Given text:
◇ ◇ ◇

Holy wisdom is not clear and thin like water, but thick and dark like blood. C. S. Lewis, Till We Have Faces
My sophomore year of college Kristin Donaldson and I walked into Dr. Tom Schmidt’s office (bottom floor of Porter Hall, terrible blue carpet and wall to wall books) with a burning question. “How,” I asked Dr. Schmidt, a New Testament scholar, “does the atonement work?” (Verbatim.) At the time, and I recall this with crystalline clarity, I wanted a functional answer, some explanation that linked sin and redemption in an equation. What’s the mechanism here for Jesus actually saving me by dying on the cross? I thought Dr. Schmidt could map it out for me, almost like providing a recipe for muffins. Instead, he dutifully, and appropriately, offered a brief overview of the New Testament images – substitutionary atonement, ransom, blood sacrifice – and my response was to push him, again, to tell me how it functioned: “Yea, but how does it work?” He gave me the same general response. I left dispirited and unsatisfied.
30 years have passed, and I have not stumbled across an answer to the “how” question. In The Lion, the Witch and the Wardrobe C. S. Lewis simply calls it a magic deeper than the witch’s knowledge, created in the stillness before time. We must, by necessity, play the mystery card. But, as my favorite historical theology professor once said; “Don’t play the mystery card from the top of the deck. Stay with the hard, impossible questions until they wear you out and confront you with new truth.” Studying theology should stretch our knowing and believing, not confirm them, else why study? And atonement is one of those stretching questions. It suggests truths that are, at best, uncomfortable: the world is terribly broken and I am a part of the problem. I need only open the paper or look in the mirror, hard, to confirm.

◇ ◇ ◇

Supplied entries:

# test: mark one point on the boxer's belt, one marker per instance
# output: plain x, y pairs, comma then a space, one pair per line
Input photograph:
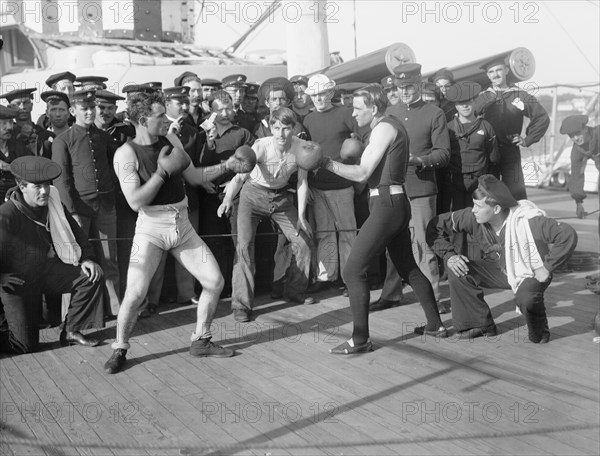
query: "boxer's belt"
394, 190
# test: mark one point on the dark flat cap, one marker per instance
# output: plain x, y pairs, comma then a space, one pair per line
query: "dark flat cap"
299, 79
429, 87
154, 84
106, 96
573, 124
463, 91
86, 82
131, 88
8, 113
211, 82
51, 95
84, 96
252, 90
18, 94
349, 87
444, 73
176, 93
53, 79
234, 80
276, 83
493, 62
186, 77
497, 190
388, 81
408, 73
35, 169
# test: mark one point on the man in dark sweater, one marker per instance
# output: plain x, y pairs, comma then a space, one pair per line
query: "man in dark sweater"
429, 150
504, 106
43, 250
333, 196
510, 251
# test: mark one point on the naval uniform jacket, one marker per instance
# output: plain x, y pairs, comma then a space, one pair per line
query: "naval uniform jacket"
428, 135
84, 156
505, 110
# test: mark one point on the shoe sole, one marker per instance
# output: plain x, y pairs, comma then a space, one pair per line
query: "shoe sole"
68, 343
366, 349
212, 355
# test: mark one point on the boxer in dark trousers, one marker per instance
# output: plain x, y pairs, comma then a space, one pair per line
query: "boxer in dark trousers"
504, 106
383, 167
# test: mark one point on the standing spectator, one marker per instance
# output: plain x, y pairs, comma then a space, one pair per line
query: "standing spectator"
473, 149
586, 146
265, 195
391, 90
505, 106
333, 196
57, 111
301, 103
235, 85
86, 185
429, 150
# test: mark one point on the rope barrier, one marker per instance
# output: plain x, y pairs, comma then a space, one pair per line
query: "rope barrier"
277, 233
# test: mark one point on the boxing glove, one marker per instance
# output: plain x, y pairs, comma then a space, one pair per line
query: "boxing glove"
172, 160
351, 151
242, 161
309, 155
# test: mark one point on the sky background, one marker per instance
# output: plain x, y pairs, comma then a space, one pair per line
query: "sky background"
564, 36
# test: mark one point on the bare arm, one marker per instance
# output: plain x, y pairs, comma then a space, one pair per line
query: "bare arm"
381, 137
126, 168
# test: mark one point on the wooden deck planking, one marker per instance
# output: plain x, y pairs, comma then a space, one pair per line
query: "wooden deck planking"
556, 386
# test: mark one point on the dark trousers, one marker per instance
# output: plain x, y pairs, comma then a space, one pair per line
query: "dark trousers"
19, 324
386, 227
210, 224
469, 309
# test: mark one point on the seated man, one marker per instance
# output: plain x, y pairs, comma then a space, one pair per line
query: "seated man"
513, 239
265, 195
44, 250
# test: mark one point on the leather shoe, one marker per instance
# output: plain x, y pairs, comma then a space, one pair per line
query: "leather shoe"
382, 304
76, 338
440, 332
543, 339
347, 349
242, 315
116, 361
472, 333
307, 300
318, 286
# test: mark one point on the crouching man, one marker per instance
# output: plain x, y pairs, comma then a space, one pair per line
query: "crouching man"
43, 250
510, 251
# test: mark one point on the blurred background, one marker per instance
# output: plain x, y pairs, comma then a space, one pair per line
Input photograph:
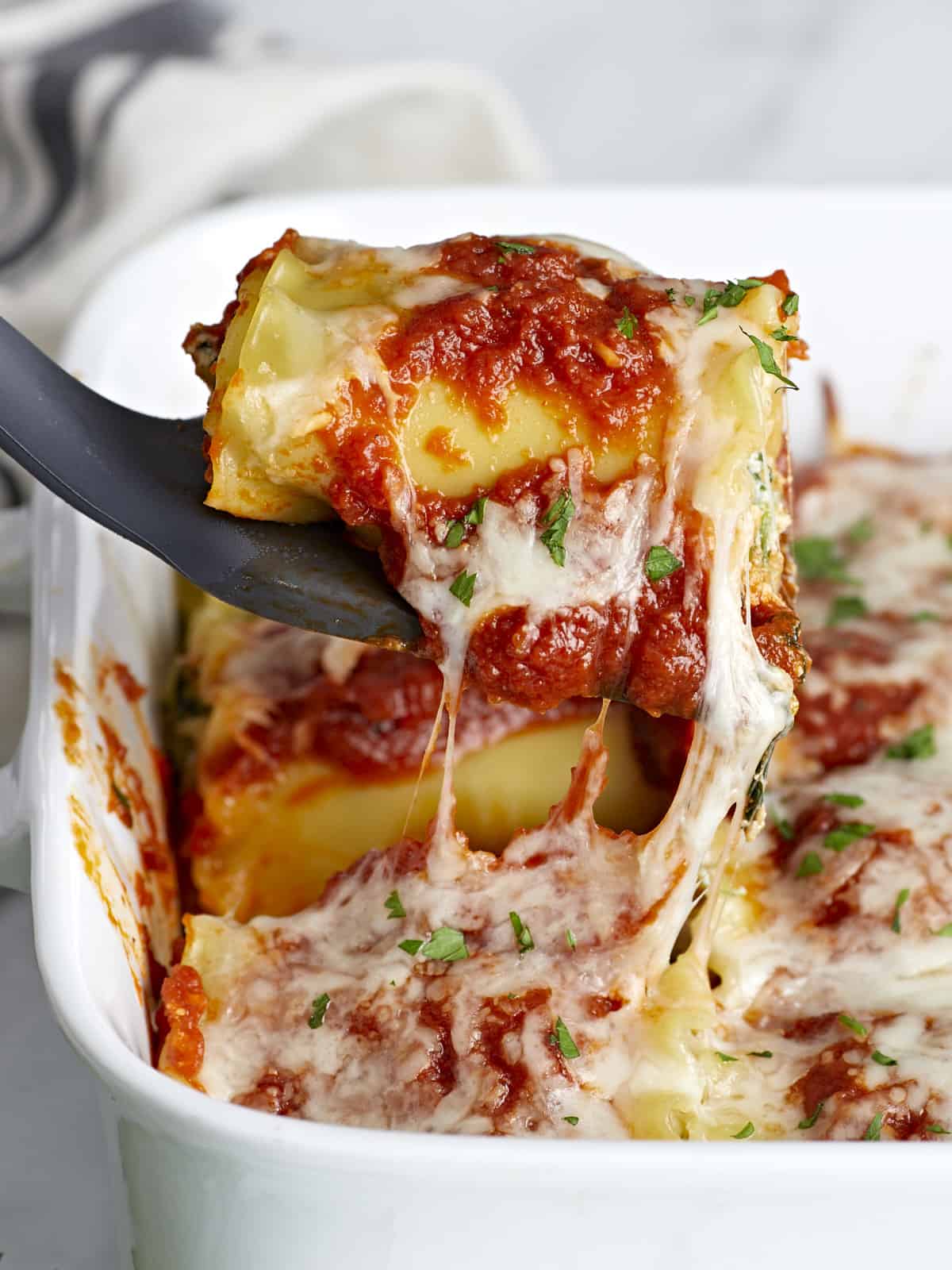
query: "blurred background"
120, 117
695, 90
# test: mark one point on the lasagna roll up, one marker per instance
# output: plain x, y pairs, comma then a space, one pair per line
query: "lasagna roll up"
546, 440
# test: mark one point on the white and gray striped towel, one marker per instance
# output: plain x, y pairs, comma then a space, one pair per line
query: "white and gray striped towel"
120, 116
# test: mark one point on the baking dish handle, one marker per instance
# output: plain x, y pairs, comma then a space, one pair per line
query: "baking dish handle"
14, 598
14, 841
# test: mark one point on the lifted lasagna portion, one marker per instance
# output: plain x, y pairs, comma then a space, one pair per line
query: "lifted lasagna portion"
298, 752
577, 470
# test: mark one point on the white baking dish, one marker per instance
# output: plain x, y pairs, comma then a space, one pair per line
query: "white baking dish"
216, 1187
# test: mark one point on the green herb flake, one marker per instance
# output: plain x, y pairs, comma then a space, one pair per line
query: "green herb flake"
861, 531
446, 945
478, 512
819, 560
456, 530
918, 745
846, 607
558, 518
524, 935
710, 302
814, 1117
660, 563
463, 587
895, 925
456, 533
507, 249
562, 1038
810, 865
767, 361
628, 323
873, 1133
844, 799
852, 831
854, 1026
319, 1009
393, 906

◇ ◇ ◇

Parts of the exercise:
a. Transcribe the part of the passage on the atonement that opens with the words containing "30 years have" and closes with "hard, to confirm.".
b. Finish out the next part of the passage on the atonement, picking up after its final sentence.

Outputs by task:
a.
30 years have passed, and I have not stumbled across an answer to the “how” question. In The Lion, the Witch and the Wardrobe C. S. Lewis simply calls it a magic deeper than the witch’s knowledge, created in the stillness before time. We must, by necessity, play the mystery card. But, as my favorite historical theology professor once said; “Don’t play the mystery card from the top of the deck. Stay with the hard, impossible questions until they wear you out and confront you with new truth.” Studying theology should stretch our knowing and believing, not confirm them, else why study? And atonement is one of those stretching questions. It suggests truths that are, at best, uncomfortable: the world is terribly broken and I am a part of the problem. I need only open the paper or look in the mirror, hard, to confirm.

b.
I would very much prefer to sidestep these truths, to search for atonement without the dark reality of Good Friday. But a steady and honest look at each day doesn’t allow for salvation by sentiment or sloganeering (“Love Wins!”) becuase, to start, I know (and this is verifiable) that I am fallen, lost in sin. We don’t like to talk about sin; it’s an old, old word and weighted with caricatures, both real and imagined, of thundering preachers pointing at anyone but themselves. That’s unfortunate. But it doesn’t make it untrue. Sin is a part of who I am, “an error bred in the bone,” said Auden. When I am quiet long enough I notice shadows, hints that my motives and desires, even those presumptively most pure, are tinged by self-interest. Augustine diagnosed sin as “disordered loves.” I love the wrong things too strongly and real things too weakly. I love passing things as if they were permanent, and the permanent things . . . . sometimes they’re just too hard to believe, so I bypass them. This is not dour, handwringing pessimism; it’s simple honesty. “Forgive my secret sins,” says the Psalmist, “Who can discern them?”
And atonement – healing the rend between God and God’s creation – requires more than a hall pass for sin. God (or any God worth believing in) cannot look at the horribles of reality, of my life, and say simply, “Don’t sweat it. No problem.” Love may win, but it’s not enough. Justice is a part of the “deep logic of reality” and that logic says that something must be done to effect healing and wholeness. “The pervasive and monstrous nature of injustice around the world forces us to acknowledge that forgiveness alone does not give us a true picture of God’s purpose.” (Fleming Rutledge) Stay with that a moment. We talk often about God’s grace, and we should because Lord knows we need it, but grace without justice is mere sentimentality, and sentimentality is the privilege of the privileged.
The biblical images of atonement – passover and exodus, blood sacrifice, ransom, Christus Victor, the great substitution – don’t tell us how it works but they do guide us into God’s redemptive purposes by making clear that God weaves justice into the very nature of creation and creature, a strand of the deeper magic. They are “a luminous hint” to a reality we appeal to every day – justice must be done – and they invite us into the “long arc of God’s history that bends toward justice.”